## start Dataset records
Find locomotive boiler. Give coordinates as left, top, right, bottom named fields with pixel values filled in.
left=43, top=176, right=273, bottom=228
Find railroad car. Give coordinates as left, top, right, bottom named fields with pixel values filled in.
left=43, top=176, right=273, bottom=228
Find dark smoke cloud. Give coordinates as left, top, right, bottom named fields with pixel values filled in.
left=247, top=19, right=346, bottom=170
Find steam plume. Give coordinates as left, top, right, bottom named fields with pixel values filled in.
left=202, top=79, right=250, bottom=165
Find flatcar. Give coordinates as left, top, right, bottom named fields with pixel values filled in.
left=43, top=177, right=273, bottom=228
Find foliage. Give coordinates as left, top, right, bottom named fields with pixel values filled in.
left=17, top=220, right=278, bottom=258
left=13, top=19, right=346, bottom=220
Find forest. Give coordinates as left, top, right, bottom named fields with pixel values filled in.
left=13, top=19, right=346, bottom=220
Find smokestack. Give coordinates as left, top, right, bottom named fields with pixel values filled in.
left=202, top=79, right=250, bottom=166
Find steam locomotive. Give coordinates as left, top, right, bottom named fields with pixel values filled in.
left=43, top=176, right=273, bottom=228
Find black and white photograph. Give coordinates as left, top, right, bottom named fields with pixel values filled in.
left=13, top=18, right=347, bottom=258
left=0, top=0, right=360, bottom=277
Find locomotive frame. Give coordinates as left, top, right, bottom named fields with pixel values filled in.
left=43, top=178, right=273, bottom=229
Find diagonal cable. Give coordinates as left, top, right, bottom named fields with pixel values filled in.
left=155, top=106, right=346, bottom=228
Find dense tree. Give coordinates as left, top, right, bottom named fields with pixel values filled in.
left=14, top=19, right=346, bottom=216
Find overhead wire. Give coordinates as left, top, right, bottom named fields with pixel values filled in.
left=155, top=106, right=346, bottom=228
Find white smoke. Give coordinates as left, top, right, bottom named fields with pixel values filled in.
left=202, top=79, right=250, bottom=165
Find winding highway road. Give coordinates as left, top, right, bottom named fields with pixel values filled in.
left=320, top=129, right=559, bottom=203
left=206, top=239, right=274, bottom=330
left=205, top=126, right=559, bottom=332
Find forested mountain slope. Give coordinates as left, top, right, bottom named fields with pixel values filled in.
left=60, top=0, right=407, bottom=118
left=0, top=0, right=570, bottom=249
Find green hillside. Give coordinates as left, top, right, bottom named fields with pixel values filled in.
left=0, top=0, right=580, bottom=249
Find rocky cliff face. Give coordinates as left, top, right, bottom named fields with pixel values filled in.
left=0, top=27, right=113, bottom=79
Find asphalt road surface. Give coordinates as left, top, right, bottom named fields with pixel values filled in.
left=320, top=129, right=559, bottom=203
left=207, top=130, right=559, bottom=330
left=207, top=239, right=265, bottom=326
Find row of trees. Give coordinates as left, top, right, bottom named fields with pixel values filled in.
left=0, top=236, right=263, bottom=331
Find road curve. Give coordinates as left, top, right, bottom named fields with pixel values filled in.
## end Dataset records
**What is required**
Can you repeat every line from the one containing "Find asphalt road" up to and including the last line of the data, requests included, with each box coordinate multiplied by 2.45 and rounded to a whole number, halves rounded up?

**Task response**
Find asphalt road surface. Give coordinates as left, top, right, bottom named fields with pixel values filled in.
left=784, top=316, right=1370, bottom=497
left=507, top=319, right=1370, bottom=809
left=507, top=586, right=649, bottom=799
Find row of trees. Give coordinates as left, top, right, bottom named fields with pixel values filled in.
left=0, top=578, right=644, bottom=811
Find road curve. Give coordinates as left, top, right, bottom named fields with pixel values filled in.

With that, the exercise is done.